### Work order
Determine how many lines below contain the word "instance", then state only that figure.

Collected data
• • •

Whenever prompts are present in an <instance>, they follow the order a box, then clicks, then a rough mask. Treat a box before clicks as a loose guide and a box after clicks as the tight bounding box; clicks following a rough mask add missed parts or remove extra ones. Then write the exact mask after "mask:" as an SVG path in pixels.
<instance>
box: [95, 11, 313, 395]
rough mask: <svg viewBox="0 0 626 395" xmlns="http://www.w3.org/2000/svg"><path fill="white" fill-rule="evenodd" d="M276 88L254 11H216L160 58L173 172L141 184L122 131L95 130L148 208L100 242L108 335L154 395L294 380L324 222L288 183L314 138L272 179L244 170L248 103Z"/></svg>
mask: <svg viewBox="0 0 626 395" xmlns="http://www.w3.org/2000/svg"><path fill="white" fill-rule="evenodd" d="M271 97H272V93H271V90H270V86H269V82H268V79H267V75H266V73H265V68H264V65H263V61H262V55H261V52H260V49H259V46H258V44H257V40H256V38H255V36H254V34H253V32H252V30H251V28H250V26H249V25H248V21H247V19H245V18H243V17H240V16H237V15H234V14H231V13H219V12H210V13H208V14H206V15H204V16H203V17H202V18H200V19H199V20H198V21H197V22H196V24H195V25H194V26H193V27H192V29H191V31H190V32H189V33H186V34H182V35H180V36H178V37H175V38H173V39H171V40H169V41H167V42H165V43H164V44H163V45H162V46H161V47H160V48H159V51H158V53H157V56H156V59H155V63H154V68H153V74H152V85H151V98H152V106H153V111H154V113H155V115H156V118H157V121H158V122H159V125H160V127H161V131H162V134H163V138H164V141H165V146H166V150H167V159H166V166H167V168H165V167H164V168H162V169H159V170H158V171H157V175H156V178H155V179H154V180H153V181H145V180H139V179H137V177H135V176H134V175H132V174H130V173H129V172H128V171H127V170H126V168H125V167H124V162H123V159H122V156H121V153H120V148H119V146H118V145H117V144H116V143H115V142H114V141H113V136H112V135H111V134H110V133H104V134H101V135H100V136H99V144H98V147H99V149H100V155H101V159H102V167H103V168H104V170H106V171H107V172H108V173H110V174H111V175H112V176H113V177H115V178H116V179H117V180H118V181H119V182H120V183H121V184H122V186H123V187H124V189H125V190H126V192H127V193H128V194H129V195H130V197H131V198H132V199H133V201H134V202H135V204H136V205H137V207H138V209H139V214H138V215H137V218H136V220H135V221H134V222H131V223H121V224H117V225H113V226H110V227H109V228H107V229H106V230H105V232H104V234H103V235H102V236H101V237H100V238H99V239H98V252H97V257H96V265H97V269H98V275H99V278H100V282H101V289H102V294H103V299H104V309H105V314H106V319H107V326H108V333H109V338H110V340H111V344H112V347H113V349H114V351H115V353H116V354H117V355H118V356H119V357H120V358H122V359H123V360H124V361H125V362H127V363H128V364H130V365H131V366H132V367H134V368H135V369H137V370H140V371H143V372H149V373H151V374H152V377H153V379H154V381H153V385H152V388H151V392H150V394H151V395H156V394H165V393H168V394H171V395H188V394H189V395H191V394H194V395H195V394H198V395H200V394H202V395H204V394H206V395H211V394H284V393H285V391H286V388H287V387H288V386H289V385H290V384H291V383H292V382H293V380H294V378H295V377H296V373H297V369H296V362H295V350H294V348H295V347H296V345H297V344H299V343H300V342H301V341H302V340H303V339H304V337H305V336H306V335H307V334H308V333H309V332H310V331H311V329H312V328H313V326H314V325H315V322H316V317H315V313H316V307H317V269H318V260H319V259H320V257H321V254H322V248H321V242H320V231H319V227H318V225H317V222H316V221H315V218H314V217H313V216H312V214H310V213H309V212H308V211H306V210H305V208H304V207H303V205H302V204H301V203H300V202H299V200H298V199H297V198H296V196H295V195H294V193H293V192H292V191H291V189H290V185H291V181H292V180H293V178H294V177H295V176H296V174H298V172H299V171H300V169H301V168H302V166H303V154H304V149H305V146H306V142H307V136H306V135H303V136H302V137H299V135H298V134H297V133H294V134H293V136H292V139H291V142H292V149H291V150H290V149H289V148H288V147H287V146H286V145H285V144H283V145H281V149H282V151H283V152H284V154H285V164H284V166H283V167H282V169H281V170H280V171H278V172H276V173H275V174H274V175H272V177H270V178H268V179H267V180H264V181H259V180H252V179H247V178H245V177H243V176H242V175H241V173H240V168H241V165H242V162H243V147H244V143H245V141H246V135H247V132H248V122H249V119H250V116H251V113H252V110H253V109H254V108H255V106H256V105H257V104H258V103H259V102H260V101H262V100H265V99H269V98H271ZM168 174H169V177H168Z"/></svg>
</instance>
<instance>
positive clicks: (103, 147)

• • •

### Exercise answer
4